---------- Provided data ----------

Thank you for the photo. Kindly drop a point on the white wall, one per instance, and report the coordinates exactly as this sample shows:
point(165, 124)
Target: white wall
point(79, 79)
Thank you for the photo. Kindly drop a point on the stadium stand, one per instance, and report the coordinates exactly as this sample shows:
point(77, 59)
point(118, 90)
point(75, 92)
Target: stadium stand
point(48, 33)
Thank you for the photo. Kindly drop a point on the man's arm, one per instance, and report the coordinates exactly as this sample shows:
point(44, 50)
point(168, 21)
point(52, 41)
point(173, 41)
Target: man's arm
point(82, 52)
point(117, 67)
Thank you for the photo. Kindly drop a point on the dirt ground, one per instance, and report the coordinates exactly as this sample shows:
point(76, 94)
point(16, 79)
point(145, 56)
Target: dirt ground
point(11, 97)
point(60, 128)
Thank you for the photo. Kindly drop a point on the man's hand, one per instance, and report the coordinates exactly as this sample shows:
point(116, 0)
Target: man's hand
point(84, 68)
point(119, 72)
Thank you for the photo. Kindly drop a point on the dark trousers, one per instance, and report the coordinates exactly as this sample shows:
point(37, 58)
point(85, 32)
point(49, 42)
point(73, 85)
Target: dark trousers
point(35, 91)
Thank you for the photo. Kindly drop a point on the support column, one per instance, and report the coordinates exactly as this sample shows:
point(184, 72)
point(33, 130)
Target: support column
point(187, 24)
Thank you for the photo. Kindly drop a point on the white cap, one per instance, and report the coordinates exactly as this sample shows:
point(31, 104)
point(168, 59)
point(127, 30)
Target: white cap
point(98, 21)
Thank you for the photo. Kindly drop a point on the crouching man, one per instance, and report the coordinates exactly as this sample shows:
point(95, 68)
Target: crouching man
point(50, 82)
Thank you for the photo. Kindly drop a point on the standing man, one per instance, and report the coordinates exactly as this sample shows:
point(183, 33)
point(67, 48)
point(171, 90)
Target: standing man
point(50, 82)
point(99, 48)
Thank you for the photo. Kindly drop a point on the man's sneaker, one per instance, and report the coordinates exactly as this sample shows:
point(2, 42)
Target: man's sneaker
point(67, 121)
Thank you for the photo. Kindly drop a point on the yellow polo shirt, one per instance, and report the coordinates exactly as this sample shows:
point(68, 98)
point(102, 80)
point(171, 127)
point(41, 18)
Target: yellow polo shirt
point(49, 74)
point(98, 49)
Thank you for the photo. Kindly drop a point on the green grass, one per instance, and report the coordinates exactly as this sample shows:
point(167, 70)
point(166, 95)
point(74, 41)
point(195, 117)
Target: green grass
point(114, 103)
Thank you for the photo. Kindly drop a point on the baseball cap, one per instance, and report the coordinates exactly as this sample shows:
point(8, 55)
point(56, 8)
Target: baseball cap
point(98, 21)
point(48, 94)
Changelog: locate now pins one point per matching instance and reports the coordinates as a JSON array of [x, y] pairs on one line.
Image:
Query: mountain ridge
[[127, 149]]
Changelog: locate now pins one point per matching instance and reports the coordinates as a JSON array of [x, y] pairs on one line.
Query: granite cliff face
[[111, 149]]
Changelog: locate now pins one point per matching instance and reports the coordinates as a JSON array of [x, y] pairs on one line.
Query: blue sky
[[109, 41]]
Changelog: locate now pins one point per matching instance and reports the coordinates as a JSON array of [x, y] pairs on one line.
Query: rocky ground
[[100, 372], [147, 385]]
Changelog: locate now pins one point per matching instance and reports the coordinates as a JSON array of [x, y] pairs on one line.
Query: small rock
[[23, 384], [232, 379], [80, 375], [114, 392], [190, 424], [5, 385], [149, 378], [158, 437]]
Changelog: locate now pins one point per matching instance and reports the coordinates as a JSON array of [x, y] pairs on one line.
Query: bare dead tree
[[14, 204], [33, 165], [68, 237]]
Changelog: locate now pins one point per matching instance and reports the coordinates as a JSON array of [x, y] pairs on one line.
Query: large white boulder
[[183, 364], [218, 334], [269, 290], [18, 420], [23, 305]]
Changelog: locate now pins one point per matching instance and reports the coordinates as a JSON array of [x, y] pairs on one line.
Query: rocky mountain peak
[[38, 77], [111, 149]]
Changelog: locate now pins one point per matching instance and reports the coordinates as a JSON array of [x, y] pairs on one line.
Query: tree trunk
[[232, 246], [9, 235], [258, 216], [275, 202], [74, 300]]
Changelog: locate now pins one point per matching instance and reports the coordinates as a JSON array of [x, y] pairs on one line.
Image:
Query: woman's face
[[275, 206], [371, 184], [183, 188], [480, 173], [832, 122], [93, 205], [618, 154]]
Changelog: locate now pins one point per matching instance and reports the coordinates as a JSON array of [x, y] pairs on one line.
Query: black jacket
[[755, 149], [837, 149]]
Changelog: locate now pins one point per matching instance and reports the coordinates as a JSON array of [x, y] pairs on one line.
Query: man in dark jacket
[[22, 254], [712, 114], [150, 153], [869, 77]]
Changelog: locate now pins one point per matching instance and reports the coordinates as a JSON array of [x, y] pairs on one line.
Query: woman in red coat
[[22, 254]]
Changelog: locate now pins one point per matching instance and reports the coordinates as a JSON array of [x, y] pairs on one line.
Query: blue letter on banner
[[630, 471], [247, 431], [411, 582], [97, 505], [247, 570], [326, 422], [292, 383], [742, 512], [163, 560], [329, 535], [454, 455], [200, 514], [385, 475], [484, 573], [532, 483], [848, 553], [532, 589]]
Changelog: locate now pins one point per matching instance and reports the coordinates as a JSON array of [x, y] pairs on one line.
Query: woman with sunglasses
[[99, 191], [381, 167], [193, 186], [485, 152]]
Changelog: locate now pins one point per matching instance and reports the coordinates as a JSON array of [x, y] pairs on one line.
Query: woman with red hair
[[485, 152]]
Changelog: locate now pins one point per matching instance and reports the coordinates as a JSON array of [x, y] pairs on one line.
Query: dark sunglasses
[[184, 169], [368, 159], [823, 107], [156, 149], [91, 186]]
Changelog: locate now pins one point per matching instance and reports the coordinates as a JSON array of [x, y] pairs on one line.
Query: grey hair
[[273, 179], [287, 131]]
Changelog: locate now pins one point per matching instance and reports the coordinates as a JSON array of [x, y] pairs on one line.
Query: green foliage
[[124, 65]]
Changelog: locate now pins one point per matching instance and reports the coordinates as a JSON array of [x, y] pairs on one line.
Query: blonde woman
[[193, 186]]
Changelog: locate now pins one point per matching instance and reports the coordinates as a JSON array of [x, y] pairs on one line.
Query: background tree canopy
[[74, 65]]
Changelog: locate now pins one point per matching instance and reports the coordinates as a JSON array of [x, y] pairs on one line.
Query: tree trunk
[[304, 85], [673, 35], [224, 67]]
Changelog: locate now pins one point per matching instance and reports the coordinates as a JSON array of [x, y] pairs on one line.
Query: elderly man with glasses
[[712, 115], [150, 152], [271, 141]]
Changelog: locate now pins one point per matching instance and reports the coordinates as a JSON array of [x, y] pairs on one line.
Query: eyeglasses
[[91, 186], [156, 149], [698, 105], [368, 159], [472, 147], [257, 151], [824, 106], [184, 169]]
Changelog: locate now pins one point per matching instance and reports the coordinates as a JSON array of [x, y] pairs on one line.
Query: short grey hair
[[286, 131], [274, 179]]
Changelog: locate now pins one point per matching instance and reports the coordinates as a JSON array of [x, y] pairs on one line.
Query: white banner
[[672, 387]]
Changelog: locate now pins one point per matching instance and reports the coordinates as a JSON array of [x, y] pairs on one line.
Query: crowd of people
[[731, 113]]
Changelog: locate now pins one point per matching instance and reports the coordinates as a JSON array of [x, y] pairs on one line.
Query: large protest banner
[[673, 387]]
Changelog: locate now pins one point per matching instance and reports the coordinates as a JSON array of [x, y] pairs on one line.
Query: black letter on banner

----------

-- Assigned task --
Reproduce the data exactly, omitting nothing.

-- Answer area --
Thank you for the photo. Kindly drop a point on the white wall, one per instance, and report the coordinates exactly as this sample shows:
point(165, 124)
Target: white wall
point(79, 79)
Thank you for the photo. Kindly drop a point on the stadium stand, one per instance, and report the coordinates exactly as this sample shows:
point(77, 59)
point(118, 90)
point(75, 92)
Target: stadium stand
point(48, 33)
Thank you for the photo. Kindly drop a point on the man's arm, one per instance, and report the coordinates exactly as this sample shows:
point(44, 50)
point(168, 21)
point(52, 41)
point(173, 41)
Target: man's arm
point(82, 52)
point(117, 67)
Thank you for the photo. Kindly drop a point on the dirt ground, one per instance, and report the coordinates exactly as this sample shows:
point(76, 94)
point(16, 79)
point(145, 56)
Target: dirt ground
point(11, 97)
point(60, 128)
Thank you for the photo. Kindly drop a point on the man's hand, one per instance, and report the coordinates exactly as this sample shows:
point(116, 0)
Target: man's hand
point(84, 68)
point(119, 72)
Thank you for the photo. Kindly drop a point on the dark trousers, one per instance, and report the coordinates exactly as this sample shows:
point(37, 58)
point(85, 32)
point(49, 42)
point(73, 85)
Target: dark trousers
point(35, 91)
Thank you for the photo. Kindly drop a point on the support column, one per instance, and report the coordinates exactly as this sample shows:
point(184, 72)
point(33, 130)
Target: support column
point(187, 24)
Thank you for the photo. Kindly drop a point on the white cap, one per instance, and report the coordinates exactly as this sample shows:
point(31, 104)
point(168, 59)
point(127, 30)
Target: white cap
point(98, 21)
Thank you for the photo. Kindly drop a point on the crouching man, one per instance, and report the coordinates exactly as this sample shows:
point(95, 68)
Target: crouching man
point(50, 82)
Thank you for the photo. Kindly drop a point on the standing man, one per instance, and report the coordinates exactly as this sample shows:
point(183, 33)
point(67, 48)
point(171, 90)
Target: standing man
point(50, 82)
point(99, 48)
Thank you for the photo. Kindly drop a point on the man's sneaker, one per instance, and report the coordinates exactly as this sample shows:
point(2, 42)
Target: man's sneaker
point(67, 121)
Thank you for the photo. Kindly drop a point on the yellow polo shirt, one per instance, and report the coordinates exactly as this sample shows:
point(68, 98)
point(102, 80)
point(171, 127)
point(41, 18)
Target: yellow polo shirt
point(49, 74)
point(98, 49)
Thank you for the photo. Kindly drop a point on the green grass, one per instance, and report the coordinates exactly as this sample shows:
point(167, 70)
point(166, 95)
point(74, 41)
point(195, 117)
Target: green grass
point(114, 103)
Thank you for the photo. Kindly drop a point on the baseball cap, one per instance, and report the coordinates exactly as this sample shows:
point(8, 55)
point(56, 8)
Target: baseball cap
point(98, 21)
point(48, 94)
Changelog: locate now pins one point per matching instance and reports the coordinates as a JSON array of [x, y] pairs on one line.
Image:
Query: mountain ridge
[[127, 149]]
Changelog: locate now pins one point per matching instance and reports the coordinates as a JSON array of [x, y] pairs on one line.
Query: granite cliff face
[[111, 149]]
Changelog: locate now pins one point per matching instance and reports the coordinates as a JSON array of [x, y] pairs on one line.
Query: blue sky
[[109, 41]]
Changelog: locate now pins one point per matching instance and reports the coordinates as a JSON array of [x, y] pairs on one line.
Query: rocky ground
[[100, 372], [147, 385]]
Changelog: locate now pins one point per matching instance and reports the coordinates as a JSON array of [x, y] pairs on one line.
Query: small rock
[[23, 384], [232, 379], [80, 375], [114, 392], [190, 424], [5, 385], [149, 378], [158, 437]]
Changelog: locate now pins one point per matching instance and reports the coordinates as a JSON array of [x, y] pairs on one line.
Query: bare dead tree
[[14, 204], [33, 165], [68, 237]]
Changelog: locate now pins one point per matching instance and reports the coordinates as a JSON array of [x, y] pairs on one line.
Query: large white boulder
[[183, 364], [218, 334], [269, 290], [18, 420], [23, 305]]
Changelog: locate now pins one point per matching instance and reports the coordinates as a JSON array of [x, y] pairs on one line.
Query: rocky mountain peak
[[38, 77], [111, 149]]
Changelog: locate now pins one point per matching instance and reports the coordinates as a JSON array of [x, y] pairs on one line.
Query: tree trunk
[[232, 246], [9, 235], [258, 216], [275, 202], [74, 300]]
Changelog: locate now pins one point per matching instance and reports the coordinates as a JSON array of [x, y] pairs on one line.
Image:
Query: woman's face
[[275, 206], [371, 184], [183, 188], [480, 173], [832, 122], [93, 205], [618, 154]]
Changelog: locate now pins one point per matching instance and reports the coordinates as a JSON array of [x, y] pairs on one line.
Query: black jacket
[[755, 149], [837, 149]]
Changelog: locate now pins one point per matching instance and reports the coordinates as a JSON array of [x, y] pairs on one line.
Query: man in dark jacket
[[22, 254], [712, 114], [150, 153], [869, 77]]
Changelog: locate now pins one point per matching instance and reports the coordinates as a JSON array of [x, y] pairs on one line.
Query: woman in red coat
[[22, 254]]
Changelog: locate now pins one point per matching instance and reports the coordinates as a JSON array of [x, y] pairs on one line.
Query: blue letter on banner
[[630, 471], [247, 431], [411, 582], [97, 505], [247, 570], [326, 422], [292, 383], [742, 512], [163, 560], [329, 535], [454, 455], [200, 514], [385, 475], [484, 573], [532, 483], [848, 553], [532, 589]]
Changelog: locate now pins one point per matching instance and reports the coordinates as a JSON array of [x, y] pairs on one line.
Query: woman with sunglasses
[[99, 191], [381, 167], [193, 186], [485, 152]]
Changelog: locate now pins one point per matching instance and reports the coordinates as a JSON array of [x, y] pairs on one line.
Query: woman with red hair
[[485, 152]]
Changelog: locate now pins one point per matching instance and reports the coordinates as a JSON array of [x, y] pairs on one line.
Query: dark sunglasses
[[184, 169], [368, 159], [823, 107], [156, 149], [91, 186]]
Changelog: locate now pins one point per matching instance and reports the coordinates as a JSON array of [x, y] pairs on one line.
Query: grey hair
[[273, 179], [287, 131]]
Changelog: locate now pins one point per matching instance and reports the coordinates as a JSON array of [x, y] pairs on one line.
Query: green foliage
[[124, 65]]
Changelog: locate now pins one point per matching instance and reports the coordinates as a JSON array of [x, y] pairs on one line.
Query: blonde woman
[[193, 186]]
Changelog: locate now pins one point per matching instance and reports the coordinates as a JSON array of [x, y] pairs on one line.
Query: background tree canopy
[[74, 65]]
Changelog: locate now pins one point per matching instance and reports the coordinates as a JSON array of [x, y] pairs on one line.
Query: tree trunk
[[304, 85], [673, 35], [224, 67]]
Changelog: locate now pins one point per matching instance and reports the coordinates as a JSON array of [x, y] pairs on one line.
Query: elderly man with glasses
[[712, 115], [150, 152], [271, 141]]
Changelog: locate now pins one point per matching instance and reports the coordinates as a JSON array of [x, y] pairs on one line.
Query: eyeglasses
[[91, 186], [156, 149], [698, 105], [368, 159], [472, 147], [257, 151], [824, 106], [184, 169]]
Changelog: locate now pins one point per matching instance and reports the coordinates as a JSON array of [x, y] pairs on one line.
Query: short grey hair
[[286, 131], [274, 179]]
Changelog: locate now pins one point per matching instance and reports the coordinates as a JSON array of [x, y] pairs on one line.
Query: white banner
[[672, 387]]
Changelog: locate now pins one point per matching instance and reports the coordinates as a JSON array of [x, y] pairs on one line.
Query: crowd of people
[[731, 113]]
Changelog: locate now pins one point per matching instance and reports the coordinates as a JSON array of [x, y] pairs on one line.
Query: large protest banner
[[673, 387]]
Changelog: locate now pins one point per matching instance and reports the coordinates as a JSON array of [x, y] pairs on one line.
Query: black letter on banner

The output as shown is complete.